> 本文
- 設立 2001年5月(創立1990年3月)
- 事業内容 介護保険事業
- 資本金 10,000,000円
- 従業員 52名(社員・パート含む)
- 本社住所 神奈川県横浜市港南区港南台2-12-10
- 電話番号 045-836-3075
- URL https://hot-care.com/
介護の仕事というと、福祉関連の専門学校や大学を卒業し、専門的な知識を身に付けた人が就くもの、と思う人が多いだろう。しかし、横浜市港南区にある「ホット介護サービス」では、異業種から転職したスタッフが多いのが特徴だ。その働き方と介護事業についての考え方を、同事業所を運営する「株式会社 楽」の竹井隆一取締役に聞いた。
社員全てが心理学をまなび、現場に応用
人間関係よく、異業種から介護も
当社が運営するホット介護サービスでは、デイサービス「ラベンダーの丘」、訪問介護「ホット介護サービス 港南台」、訪問入浴「ホット介護サービス 上永谷」の3つの事業を行っています。「仕事は楽しむもの」という想いから、会社名を「楽」としました。
介護の主な仕事は、要介護の方の自立支援です。そのためには、利用者ご本人に無理矢理やらせようとしてもダメで、心が動かなければなりません。それを理解しようと、当社では心理学(詳細は後述)を取り入れています。
古民家風の雰囲気、美容室レベルのサービスも
3つの事業のうち、ラベンダーの丘では、古民家風で家庭的な雰囲気を大切にした施設で、通所介護などを行っています。ここでは、懐かしい音楽などに触れたりしながら、昔の経験や思い出を語り合う心理療法「回想法」を取り入れ、認知症の予防改善に努めています。懐かしさを感じながら、昔話に目を輝かせる利用者さまの笑顔を見ると、私たちスタッフもうれしいです。
囲炉裏のある部屋もあり、利用者さまは楽しくワイワイと、大家族の雰囲気で食事ができます。食事は栄養士の指導のもと、栄養バランスのとれた献立を用意。ご家族がお迎えに来て、そのまま一緒に夕食をとっていただける延長サービスもあります。
浴室は、銭湯や温泉設備風で広々としており、更衣室には床暖房を完備。安全に楽しく入浴できます。入浴は誰にとっても、心も身体もリラックスできる幸せな時間ですよね。

> 提示資料
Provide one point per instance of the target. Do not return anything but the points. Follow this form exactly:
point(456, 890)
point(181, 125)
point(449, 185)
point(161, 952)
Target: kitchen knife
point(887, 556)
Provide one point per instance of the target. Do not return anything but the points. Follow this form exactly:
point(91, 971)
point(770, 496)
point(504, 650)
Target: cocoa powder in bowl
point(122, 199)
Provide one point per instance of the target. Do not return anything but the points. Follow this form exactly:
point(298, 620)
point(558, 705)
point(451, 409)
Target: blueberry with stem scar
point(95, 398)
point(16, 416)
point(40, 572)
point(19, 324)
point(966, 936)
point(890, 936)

...

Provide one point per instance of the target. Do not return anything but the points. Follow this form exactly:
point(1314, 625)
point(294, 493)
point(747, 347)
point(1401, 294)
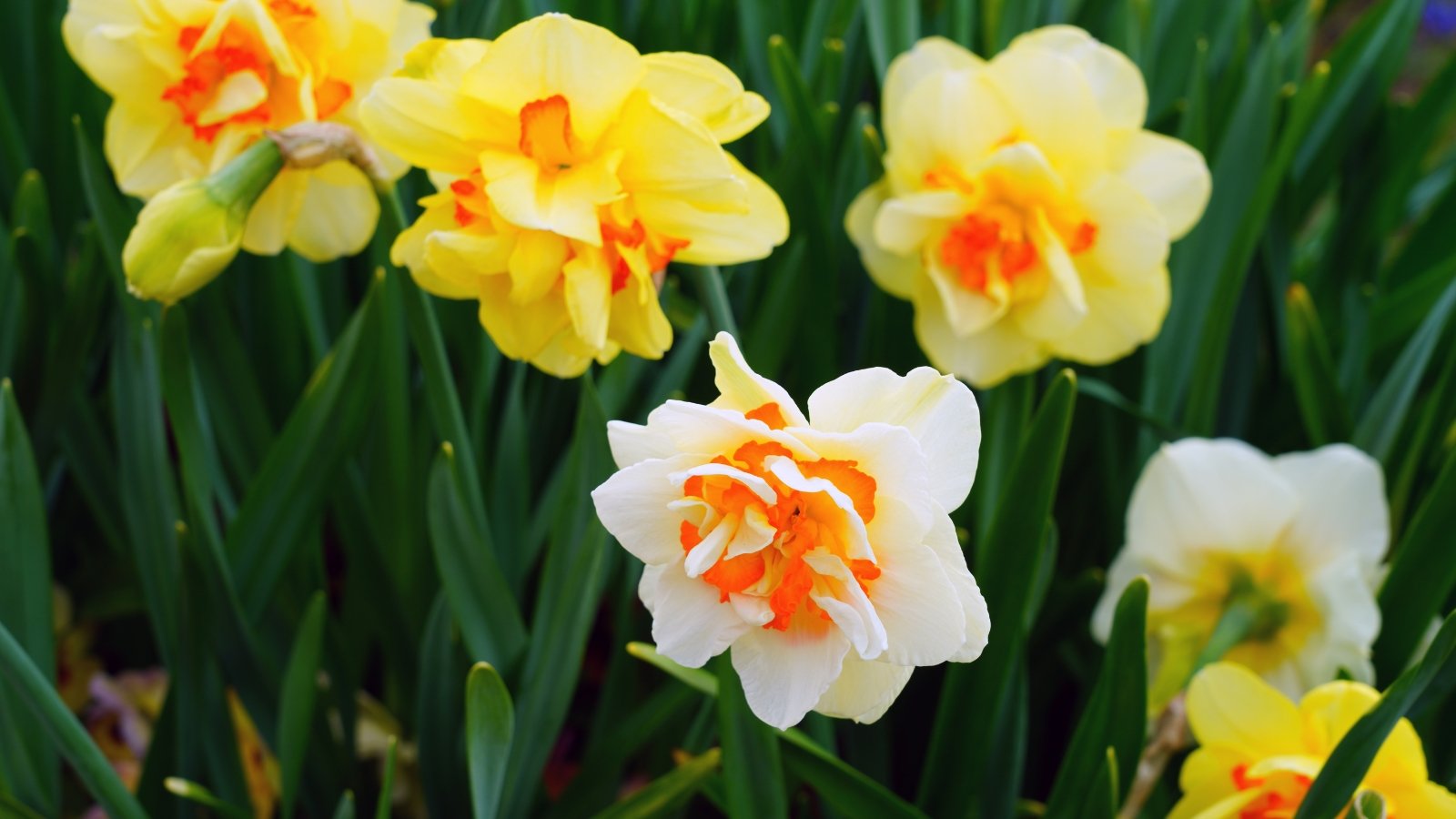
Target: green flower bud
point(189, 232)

> 作業内容
• a. 本文をもとに、次の問いに答えてください。
(i) 従業員は何名ですか。
(ii) 会社名を「楽」としたのは、どのような想いからですか。
(iii) ラベンダーの丘の食事の献立は、誰の指導のもとで用意されますか。
• b. 本文のうち「囲炉裏のある部屋もあり」で始まる段落を、主な事実を残したまま箇条書きに書き直してください。
• c. 本文の「- 事業内容 介護保険事業」から「株式会社 楽」の竹井隆一取締役に聞いた。」までを、両端も含めて一字も変えずに書き写してください。

> 期待する出力
• a.
(i) 52名(社員・パート含む)です。
(ii) 「仕事は楽しむもの」という想いからです。
(iii) 栄養士の指導のもとで用意されます。

• b.
- 囲炉裏のある部屋があり、利用者は大家族のような雰囲気で楽しく食事ができる。
- 食事は栄養士の指導のもと、栄養バランスのとれた献立で用意される。
- 家族が迎えに来た際に、そのまま一緒に夕食をとれる延長サービスがある。

• c.
- 事業内容 介護保険事業
- 資本金 10,000,000円
- 従業員 52名(社員・パート含む)
- 本社住所 神奈川県横浜市港南区港南台2-12-10
- 電話番号 045-836-3075
- URL https://hot-care.com/
介護の仕事というと、福祉関連の専門学校や大学を卒業し、専門的な知識を身に付けた人が就くもの、と思う人が多いだろう。しかし、横浜市港南区にある「ホット介護サービス」では、異業種から転職したスタッフが多いのが特徴だ。その働き方と介護事業についての考え方を、同事業所を運営する「株式会社 楽」の竹井隆一取締役に聞いた。